═════ Extrait choisi

Ce matin je ne peux qu’allumer une bougie, en hommage aux acteurs de la résistance, absurdement fauchés au coeur de leur travail pour la liberté et la dignité humaines. En d’autres temps, on aurait dit "morts au champ d’honneur".
Nous sommes des millions, je pense, à ressentir un"shellshock", le syndrome du vent de l’obus, ébranlés par l’onde de choc du coup, comme si nous avions été nous-même visés et tout juste manqués.
Chaque homme libre tressaille à l’idée que c’est la liberté d’être, sa propre liberté, qui est attaquée.
Si je n’ai pas suivi ni forcément aimé tous les croquis de Kolinski, Cabu , Charb et les autres, je mesure mieux ce matin combien leur compagnonnage dans les média depuis tant d’années était rassurant : de grands frères un peu décalés mais visiblement pleins d’humanité exerçaient leur discernement et leur sensibilité à scanner la société pour pointer ses dysfonctionnements. Ils veillaient. Comme des guetteurs sur leur tour, scrutant l’intrusion de la bêtise et du conformisme, repérant l’infiltration masquée du prêt à penser-prêt à prier, sonnant régulièrement l’alerte devant les tentatives d’intrusion de l’extrême d’où qu’il vienne et de l’absurde quoi qu’il paraisse, tentant ainsi d’assurer au citoyen un espace de conscience libre où maintenir son autonomie de discernement.
Sous ma propre indignation, qui vire à l’écoeurement, je ne peux m’empêcher de penser aux attaquants : soit ils sont fous et c’est d’un dérèglement mental grave qu’il s’agit, soit ils sont en rage et c’est sans doute d’un dérèglement social grave qu’il s’agit. Bien sur nous les espérons tous en prison et le plus vite possible pour les empêcher de nuire à nouveau, mais nous savons bien que cette mesure urgente n’empêchera pas d’autres tragédies. Et cette mesure urgente ne nous fera pas oublier ni Albert Jacquart ( " La présence d’une prison dans une ville est le signe de ce qu’il y a un problème dans la société toute entière ") ni cette urgence d’une autre ampleur qui consiste à oser repenser les fondements de notre société et de l’éducation qui la construit : repenser nos choix (entre compétition et collaboration, individu et appartenance aux groupes, apprendre à faire et apprendre à être ), nos priorité réelles (entre surconsommation de matière et éveil de l’esprit, entre confort et sagesse), nos responsabilités (faire de plus en plus de la même chose ou être et vivre mieux plus simplement).

══════════
═════ Données affichées

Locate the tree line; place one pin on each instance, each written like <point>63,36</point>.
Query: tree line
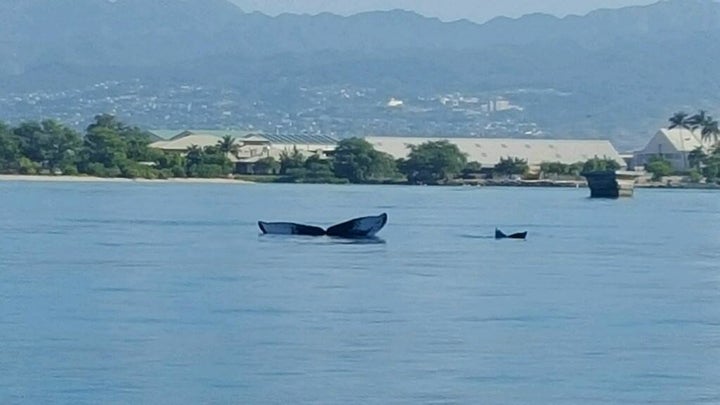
<point>110,148</point>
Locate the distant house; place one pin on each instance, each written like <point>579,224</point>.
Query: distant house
<point>251,147</point>
<point>674,145</point>
<point>489,151</point>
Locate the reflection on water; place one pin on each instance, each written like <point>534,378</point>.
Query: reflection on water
<point>137,293</point>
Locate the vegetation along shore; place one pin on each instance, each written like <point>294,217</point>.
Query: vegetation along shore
<point>110,150</point>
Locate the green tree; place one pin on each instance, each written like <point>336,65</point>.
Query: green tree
<point>659,167</point>
<point>433,162</point>
<point>9,150</point>
<point>696,157</point>
<point>357,160</point>
<point>710,131</point>
<point>51,145</point>
<point>510,166</point>
<point>290,161</point>
<point>698,120</point>
<point>598,164</point>
<point>206,162</point>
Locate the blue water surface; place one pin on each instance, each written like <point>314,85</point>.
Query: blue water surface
<point>166,293</point>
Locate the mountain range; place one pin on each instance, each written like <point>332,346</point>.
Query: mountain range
<point>625,70</point>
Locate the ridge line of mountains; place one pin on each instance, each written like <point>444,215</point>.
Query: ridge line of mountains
<point>622,71</point>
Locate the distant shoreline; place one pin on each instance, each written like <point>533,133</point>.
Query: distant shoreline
<point>484,183</point>
<point>90,179</point>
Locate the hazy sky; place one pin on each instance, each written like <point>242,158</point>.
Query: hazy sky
<point>476,10</point>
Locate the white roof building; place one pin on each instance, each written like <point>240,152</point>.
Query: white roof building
<point>674,145</point>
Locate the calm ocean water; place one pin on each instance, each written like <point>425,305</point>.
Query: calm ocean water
<point>166,293</point>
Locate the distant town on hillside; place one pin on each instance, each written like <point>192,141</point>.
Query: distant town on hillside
<point>611,74</point>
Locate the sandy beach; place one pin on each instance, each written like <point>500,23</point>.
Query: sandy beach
<point>89,179</point>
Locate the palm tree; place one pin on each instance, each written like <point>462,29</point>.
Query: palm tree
<point>698,120</point>
<point>710,130</point>
<point>227,145</point>
<point>680,120</point>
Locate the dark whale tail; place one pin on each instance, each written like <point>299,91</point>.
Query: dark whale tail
<point>363,227</point>
<point>501,235</point>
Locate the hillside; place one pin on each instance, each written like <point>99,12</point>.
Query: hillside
<point>622,70</point>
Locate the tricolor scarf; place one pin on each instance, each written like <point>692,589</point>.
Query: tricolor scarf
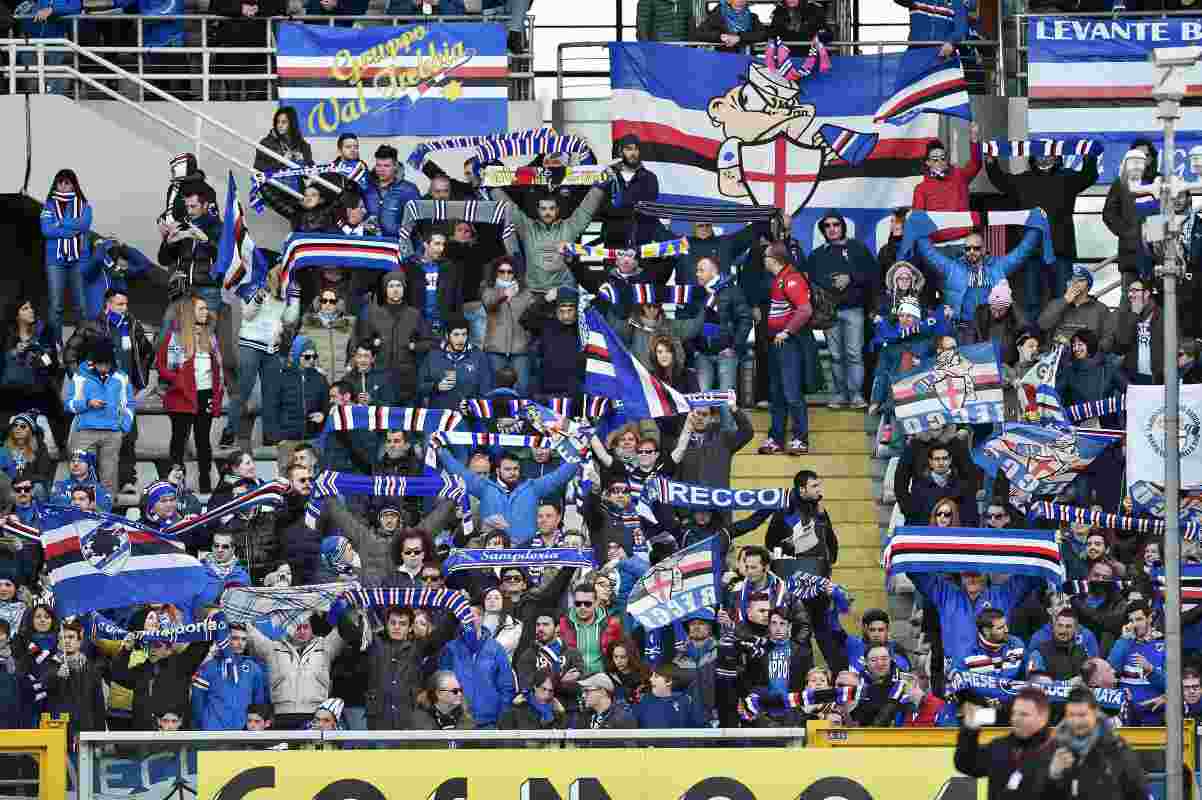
<point>915,548</point>
<point>1041,148</point>
<point>67,206</point>
<point>649,250</point>
<point>524,557</point>
<point>1082,515</point>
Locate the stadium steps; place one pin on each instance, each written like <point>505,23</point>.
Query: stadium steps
<point>840,452</point>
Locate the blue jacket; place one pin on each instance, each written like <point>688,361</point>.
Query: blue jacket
<point>1131,678</point>
<point>115,390</point>
<point>1005,662</point>
<point>220,703</point>
<point>957,613</point>
<point>55,27</point>
<point>474,377</point>
<point>387,204</point>
<point>519,506</point>
<point>97,278</point>
<point>674,711</point>
<point>69,226</point>
<point>165,34</point>
<point>954,272</point>
<point>483,670</point>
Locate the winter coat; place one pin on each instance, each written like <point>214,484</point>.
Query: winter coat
<point>708,461</point>
<point>159,685</point>
<point>134,360</point>
<point>505,334</point>
<point>115,390</point>
<point>69,227</point>
<point>958,613</point>
<point>846,257</point>
<point>1001,758</point>
<point>563,358</point>
<point>545,264</point>
<point>298,674</point>
<point>956,272</point>
<point>519,505</point>
<point>483,670</point>
<point>1108,769</point>
<point>1055,192</point>
<point>950,192</point>
<point>664,21</point>
<point>180,374</point>
<point>474,377</point>
<point>1061,320</point>
<point>396,328</point>
<point>219,703</point>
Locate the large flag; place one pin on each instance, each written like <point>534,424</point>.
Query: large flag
<point>1146,435</point>
<point>420,79</point>
<point>611,371</point>
<point>679,585</point>
<point>963,386</point>
<point>239,264</point>
<point>100,561</point>
<point>1040,461</point>
<point>726,126</point>
<point>974,549</point>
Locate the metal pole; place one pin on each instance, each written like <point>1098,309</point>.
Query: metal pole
<point>1170,112</point>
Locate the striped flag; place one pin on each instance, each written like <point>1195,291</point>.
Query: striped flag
<point>963,386</point>
<point>974,549</point>
<point>418,79</point>
<point>679,585</point>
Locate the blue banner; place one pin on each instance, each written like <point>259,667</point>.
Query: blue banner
<point>423,79</point>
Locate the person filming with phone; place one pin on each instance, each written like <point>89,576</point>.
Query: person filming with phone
<point>1017,764</point>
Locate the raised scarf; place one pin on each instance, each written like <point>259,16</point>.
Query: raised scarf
<point>67,206</point>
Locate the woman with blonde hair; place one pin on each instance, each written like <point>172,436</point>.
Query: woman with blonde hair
<point>190,363</point>
<point>266,311</point>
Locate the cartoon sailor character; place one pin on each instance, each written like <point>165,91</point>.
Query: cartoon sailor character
<point>773,150</point>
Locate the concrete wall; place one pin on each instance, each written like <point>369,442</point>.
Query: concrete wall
<point>122,156</point>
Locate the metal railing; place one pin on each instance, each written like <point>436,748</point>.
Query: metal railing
<point>993,72</point>
<point>194,61</point>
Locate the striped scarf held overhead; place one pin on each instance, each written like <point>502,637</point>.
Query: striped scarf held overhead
<point>67,206</point>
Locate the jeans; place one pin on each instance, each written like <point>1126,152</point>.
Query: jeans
<point>785,389</point>
<point>60,276</point>
<point>846,344</point>
<point>521,364</point>
<point>251,364</point>
<point>720,372</point>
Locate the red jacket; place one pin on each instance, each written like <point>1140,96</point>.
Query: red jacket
<point>951,192</point>
<point>789,306</point>
<point>180,395</point>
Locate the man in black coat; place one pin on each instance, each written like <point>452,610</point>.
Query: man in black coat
<point>1016,764</point>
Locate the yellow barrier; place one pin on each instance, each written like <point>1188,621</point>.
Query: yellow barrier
<point>49,746</point>
<point>585,774</point>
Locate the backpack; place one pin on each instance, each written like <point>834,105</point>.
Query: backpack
<point>823,306</point>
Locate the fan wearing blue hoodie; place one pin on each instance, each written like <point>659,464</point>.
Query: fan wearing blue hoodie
<point>846,269</point>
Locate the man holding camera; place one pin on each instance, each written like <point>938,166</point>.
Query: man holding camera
<point>1016,764</point>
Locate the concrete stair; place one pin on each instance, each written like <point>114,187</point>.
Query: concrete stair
<point>840,452</point>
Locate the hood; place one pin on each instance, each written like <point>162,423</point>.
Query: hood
<point>920,280</point>
<point>831,215</point>
<point>299,345</point>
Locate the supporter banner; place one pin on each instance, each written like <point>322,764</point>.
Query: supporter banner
<point>723,136</point>
<point>420,79</point>
<point>1146,435</point>
<point>1040,461</point>
<point>678,585</point>
<point>963,386</point>
<point>622,774</point>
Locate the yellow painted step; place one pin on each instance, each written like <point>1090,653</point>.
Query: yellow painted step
<point>785,466</point>
<point>860,488</point>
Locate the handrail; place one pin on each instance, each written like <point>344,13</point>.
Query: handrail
<point>64,43</point>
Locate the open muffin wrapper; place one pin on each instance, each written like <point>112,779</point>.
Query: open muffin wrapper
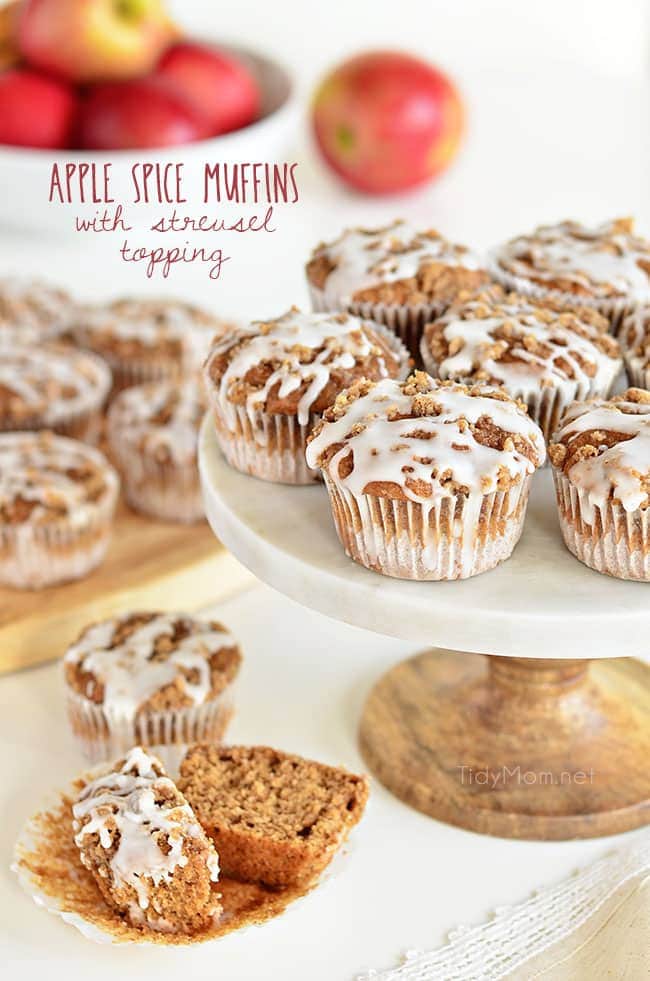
<point>614,541</point>
<point>103,734</point>
<point>454,538</point>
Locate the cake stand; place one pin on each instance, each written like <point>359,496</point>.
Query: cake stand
<point>546,737</point>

══════════

Détails de l'exercice
Pouvez-vous recopier mot pour mot le passage de l'hommage à Cabu, Charb et leurs compagnons qui commence par « Nous sommes des » et se termine par « tout juste manqués. » ?

Résultat
Nous sommes des millions, je pense, à ressentir un"shellshock", le syndrome du vent de l’obus, ébranlés par l’onde de choc du coup, comme si nous avions été nous-même visés et tout juste manqués.